> **Task details**: Copy out all of the records below, replacing "Check carefully" with "Look closely" each time it appears and keeping everything else the same.

> **Source material**:
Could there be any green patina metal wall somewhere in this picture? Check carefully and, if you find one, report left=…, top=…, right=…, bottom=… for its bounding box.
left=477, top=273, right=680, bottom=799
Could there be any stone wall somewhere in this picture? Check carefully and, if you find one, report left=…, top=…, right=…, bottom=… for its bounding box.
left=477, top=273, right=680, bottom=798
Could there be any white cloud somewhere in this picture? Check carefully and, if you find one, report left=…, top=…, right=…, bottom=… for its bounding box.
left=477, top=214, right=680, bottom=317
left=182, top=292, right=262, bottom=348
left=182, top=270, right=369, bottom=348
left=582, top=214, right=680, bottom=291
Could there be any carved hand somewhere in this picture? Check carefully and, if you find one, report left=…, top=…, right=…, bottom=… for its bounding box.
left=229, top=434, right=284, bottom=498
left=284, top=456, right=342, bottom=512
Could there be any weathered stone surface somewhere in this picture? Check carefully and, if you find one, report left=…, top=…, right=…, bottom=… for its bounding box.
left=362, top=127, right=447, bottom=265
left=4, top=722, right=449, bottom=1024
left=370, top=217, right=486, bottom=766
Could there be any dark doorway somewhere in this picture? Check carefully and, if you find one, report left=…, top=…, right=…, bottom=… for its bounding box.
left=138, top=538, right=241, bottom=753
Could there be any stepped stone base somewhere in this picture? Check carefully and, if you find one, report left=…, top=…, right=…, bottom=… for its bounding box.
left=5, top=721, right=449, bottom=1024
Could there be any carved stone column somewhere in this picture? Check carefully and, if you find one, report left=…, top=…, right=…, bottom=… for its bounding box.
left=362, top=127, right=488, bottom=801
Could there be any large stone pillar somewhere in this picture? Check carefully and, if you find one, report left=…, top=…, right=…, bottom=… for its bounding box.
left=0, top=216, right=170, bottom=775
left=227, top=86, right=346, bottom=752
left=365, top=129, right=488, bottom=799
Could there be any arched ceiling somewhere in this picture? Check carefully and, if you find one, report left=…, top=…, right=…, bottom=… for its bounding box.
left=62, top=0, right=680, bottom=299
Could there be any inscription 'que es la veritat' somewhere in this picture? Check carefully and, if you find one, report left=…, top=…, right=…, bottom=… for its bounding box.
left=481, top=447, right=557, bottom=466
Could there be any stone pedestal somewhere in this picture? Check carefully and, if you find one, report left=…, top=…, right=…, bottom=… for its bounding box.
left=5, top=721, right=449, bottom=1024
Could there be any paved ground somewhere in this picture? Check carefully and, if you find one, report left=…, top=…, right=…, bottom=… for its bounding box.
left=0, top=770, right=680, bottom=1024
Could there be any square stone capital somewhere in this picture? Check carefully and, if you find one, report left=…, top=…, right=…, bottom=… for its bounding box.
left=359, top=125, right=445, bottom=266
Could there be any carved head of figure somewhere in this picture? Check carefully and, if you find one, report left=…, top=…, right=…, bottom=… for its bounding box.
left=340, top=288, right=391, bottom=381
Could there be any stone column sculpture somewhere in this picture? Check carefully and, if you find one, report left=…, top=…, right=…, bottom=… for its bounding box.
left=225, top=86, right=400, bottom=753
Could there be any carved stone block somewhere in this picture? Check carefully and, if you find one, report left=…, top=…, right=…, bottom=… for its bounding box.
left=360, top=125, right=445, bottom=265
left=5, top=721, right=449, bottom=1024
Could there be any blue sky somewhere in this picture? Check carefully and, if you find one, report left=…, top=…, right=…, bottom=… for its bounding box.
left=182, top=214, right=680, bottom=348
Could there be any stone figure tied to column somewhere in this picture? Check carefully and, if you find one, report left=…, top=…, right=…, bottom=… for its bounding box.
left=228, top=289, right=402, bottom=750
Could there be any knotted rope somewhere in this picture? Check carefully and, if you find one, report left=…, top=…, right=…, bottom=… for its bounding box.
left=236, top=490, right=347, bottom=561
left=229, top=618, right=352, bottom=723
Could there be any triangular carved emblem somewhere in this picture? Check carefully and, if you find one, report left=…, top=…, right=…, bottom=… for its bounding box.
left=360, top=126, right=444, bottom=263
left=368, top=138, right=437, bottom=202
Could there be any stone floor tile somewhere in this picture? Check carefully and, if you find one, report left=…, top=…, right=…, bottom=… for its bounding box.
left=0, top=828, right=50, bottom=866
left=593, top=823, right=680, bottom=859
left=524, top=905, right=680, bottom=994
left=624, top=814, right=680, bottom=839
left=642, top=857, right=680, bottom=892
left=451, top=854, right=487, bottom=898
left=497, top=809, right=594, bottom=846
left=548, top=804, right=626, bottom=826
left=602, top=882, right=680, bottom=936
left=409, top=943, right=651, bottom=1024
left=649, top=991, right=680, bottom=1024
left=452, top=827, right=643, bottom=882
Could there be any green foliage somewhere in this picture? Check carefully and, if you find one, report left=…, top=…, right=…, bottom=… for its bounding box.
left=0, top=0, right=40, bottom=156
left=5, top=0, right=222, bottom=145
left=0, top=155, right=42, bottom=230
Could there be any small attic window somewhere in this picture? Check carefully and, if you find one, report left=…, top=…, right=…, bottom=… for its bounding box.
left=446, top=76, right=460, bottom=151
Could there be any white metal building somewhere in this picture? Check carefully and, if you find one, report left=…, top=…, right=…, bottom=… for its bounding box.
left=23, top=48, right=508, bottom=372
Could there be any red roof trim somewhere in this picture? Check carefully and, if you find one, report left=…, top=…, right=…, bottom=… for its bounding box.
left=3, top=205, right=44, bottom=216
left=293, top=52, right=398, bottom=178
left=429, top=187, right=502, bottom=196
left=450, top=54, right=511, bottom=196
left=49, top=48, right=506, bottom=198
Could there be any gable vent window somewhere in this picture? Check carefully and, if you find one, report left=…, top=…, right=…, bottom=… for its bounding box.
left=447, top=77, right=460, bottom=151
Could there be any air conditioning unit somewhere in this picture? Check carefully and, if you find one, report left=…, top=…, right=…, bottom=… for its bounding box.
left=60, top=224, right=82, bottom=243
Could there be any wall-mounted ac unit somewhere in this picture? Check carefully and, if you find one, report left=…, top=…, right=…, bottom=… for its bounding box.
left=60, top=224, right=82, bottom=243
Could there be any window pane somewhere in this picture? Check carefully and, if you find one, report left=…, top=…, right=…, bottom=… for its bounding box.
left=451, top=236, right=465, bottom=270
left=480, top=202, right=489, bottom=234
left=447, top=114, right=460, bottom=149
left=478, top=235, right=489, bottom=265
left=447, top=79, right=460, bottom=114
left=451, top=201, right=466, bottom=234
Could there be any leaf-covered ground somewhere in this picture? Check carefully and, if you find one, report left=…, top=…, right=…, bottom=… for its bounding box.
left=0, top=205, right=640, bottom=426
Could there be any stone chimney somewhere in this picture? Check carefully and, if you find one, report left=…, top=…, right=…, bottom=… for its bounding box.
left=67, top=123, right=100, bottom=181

> **Final result**:
Could there be any green patina metal wall somewhere in this picture? Look closely and, if you find one, report left=…, top=…, right=…, bottom=… for its bounding box.
left=477, top=273, right=680, bottom=799
Could there be any stone wall somewhere in this picture? Look closely and, if you find one, report left=…, top=…, right=…, bottom=… for its bounding box.
left=477, top=273, right=680, bottom=798
Could there be any white cloud somewhere in this picture? Look closely and, if you find one, report left=…, top=…, right=…, bottom=… for its bounding box.
left=477, top=214, right=680, bottom=317
left=182, top=292, right=262, bottom=348
left=182, top=270, right=369, bottom=348
left=582, top=214, right=680, bottom=291
Could there be any carved hand somewhere in this picture? Look closely and, if you find one, report left=…, top=…, right=…, bottom=… for its bounding box.
left=229, top=434, right=284, bottom=498
left=284, top=456, right=342, bottom=512
Could there be any weathered stone surface somewhere in this picture? Look closely and, if you find one, report left=…, top=…, right=…, bottom=… for its bounding box.
left=362, top=127, right=447, bottom=265
left=4, top=722, right=449, bottom=1024
left=370, top=217, right=486, bottom=766
Could there be any dark doorway somewhere in this picture? Look closely and, if you find one, report left=…, top=…, right=…, bottom=… for its bounding box.
left=138, top=538, right=241, bottom=753
Could there be any stepped stone base somewhere in this picture? Look closely and, if you find one, report left=…, top=…, right=…, bottom=… for its bounding box.
left=5, top=721, right=449, bottom=1024
Could there be any carved stone column somewhere in this picture? Look closely and, if you find one, report left=…, top=…, right=…, bottom=… for its bounding box.
left=362, top=127, right=488, bottom=801
Could there be any large stone pillar somewhere in this picture? Look closely and, if you find one, report left=…, top=…, right=…, bottom=… for its bounding box.
left=0, top=216, right=170, bottom=775
left=227, top=86, right=346, bottom=752
left=365, top=129, right=488, bottom=799
Could there be any arched ceiling somewhere in this picture? Look closely and, if you find one, report left=…, top=…, right=…, bottom=… for its bounding box.
left=62, top=0, right=680, bottom=299
Could there be any inscription 'que es la veritat' somewhere in this picture? Look closely and, if you find one, report left=…, top=…, right=…, bottom=… for its bounding box.
left=481, top=447, right=557, bottom=466
Could there be any stone pedestal somewhere in this picture? Look closely and, if you find one, report left=…, top=…, right=…, bottom=… for its bounding box.
left=5, top=721, right=449, bottom=1024
Could there be any paved ground somewhere in this picture? Look closely and, if you find one, report left=…, top=…, right=…, bottom=… for its bounding box.
left=0, top=770, right=680, bottom=1024
Could there be any square stone capital somewhere in this picture? Look closely and, if you find one, report left=…, top=…, right=…, bottom=… for its bounding box.
left=359, top=125, right=445, bottom=266
Could there be any carved head of figure somewhere in this picture? Look closely and, if you find one, report left=…, top=…, right=…, bottom=… for its bounding box.
left=340, top=288, right=391, bottom=381
Could there be any stone column sculpture somewhere in this picture? Look closely and, if you find one, report left=…, top=…, right=…, bottom=… for its bounding box.
left=225, top=86, right=400, bottom=753
Could there be any carved stone block somewhere in this picture? Look closely and, if you find one, report left=…, top=…, right=…, bottom=… for its bounding box.
left=360, top=125, right=445, bottom=265
left=5, top=721, right=449, bottom=1024
Could there be any blue sky somewhere in this picture? Look closely and, if you find one, report left=…, top=…, right=…, bottom=… for its bounding box.
left=182, top=214, right=680, bottom=348
Could there be any stone figure tied to column somewhere in this picture? Look closely and, if you find one, report left=…, top=…, right=…, bottom=… for its bounding box.
left=228, top=289, right=402, bottom=750
Could there be any knotted rope somewhere in this picture? Look closely and, if you find one, report left=…, top=…, right=…, bottom=… for its bounding box.
left=236, top=490, right=347, bottom=561
left=229, top=618, right=352, bottom=723
Could there be any triangular carved emblem somewhere in this picture? Look closely and, if you find one, report left=…, top=…, right=…, bottom=… for its bounding box.
left=360, top=126, right=444, bottom=263
left=368, top=138, right=437, bottom=202
Could there be any stone floor tile somewhere in this picture? Look closely and, if you find one, report left=…, top=…, right=…, bottom=… for its bounding box.
left=0, top=828, right=50, bottom=866
left=593, top=823, right=680, bottom=859
left=524, top=905, right=680, bottom=994
left=624, top=814, right=680, bottom=839
left=642, top=857, right=680, bottom=892
left=451, top=854, right=487, bottom=898
left=497, top=809, right=594, bottom=846
left=548, top=804, right=626, bottom=826
left=602, top=882, right=680, bottom=936
left=409, top=943, right=651, bottom=1024
left=649, top=991, right=680, bottom=1024
left=452, top=827, right=643, bottom=882
Could there be any green foliage somewhere in this picture? Look closely and, if you find one, report left=…, top=…, right=…, bottom=… for its bounding box.
left=0, top=0, right=40, bottom=156
left=5, top=0, right=222, bottom=145
left=0, top=155, right=42, bottom=230
Could there be any small attic window somewhere in this picture? Look closely and, if you find one, report left=…, top=…, right=…, bottom=… for its bounding box.
left=446, top=76, right=460, bottom=151
Could there be any white metal building somewhere in this picture? Look closely and, if you find one, report left=…, top=…, right=…, bottom=… for its bounding box.
left=23, top=48, right=508, bottom=372
Could there be any red roof trim somewhere in this picture? Look closely and, if you find one, report left=…, top=…, right=…, bottom=… for its bounding box.
left=3, top=205, right=44, bottom=216
left=293, top=52, right=398, bottom=178
left=429, top=187, right=502, bottom=196
left=450, top=54, right=511, bottom=196
left=49, top=48, right=506, bottom=198
Could there be any gable vent window somewhere in this picture? Look closely and, if you find one, report left=…, top=…, right=…, bottom=… for its bounding box.
left=447, top=77, right=460, bottom=151
Could there be any air conditioning unit somewhere in this picture? Look closely and, if you find one, report left=…, top=…, right=…, bottom=… for its bounding box.
left=60, top=224, right=82, bottom=243
Could there be any wall-mounted ac unit somewhere in this picture? Look closely and, if you find one, report left=…, top=…, right=…, bottom=… for its bounding box.
left=60, top=224, right=82, bottom=243
Could there be any window pane somewhere in this picture? Look closely and, if you find one, report left=…, top=…, right=…, bottom=… for its bounding box.
left=451, top=236, right=465, bottom=270
left=480, top=202, right=489, bottom=234
left=447, top=114, right=460, bottom=149
left=478, top=235, right=489, bottom=265
left=447, top=79, right=460, bottom=114
left=451, top=201, right=466, bottom=234
Could there be any leaf-covered ground somewhere in this picture? Look closely and, if you find one, report left=…, top=…, right=…, bottom=… for its bounding box.
left=0, top=205, right=640, bottom=426
Could there be any stone chimney somewhere in this picture? Look closely and, if you find one, report left=…, top=…, right=…, bottom=… for its bounding box.
left=67, top=123, right=100, bottom=181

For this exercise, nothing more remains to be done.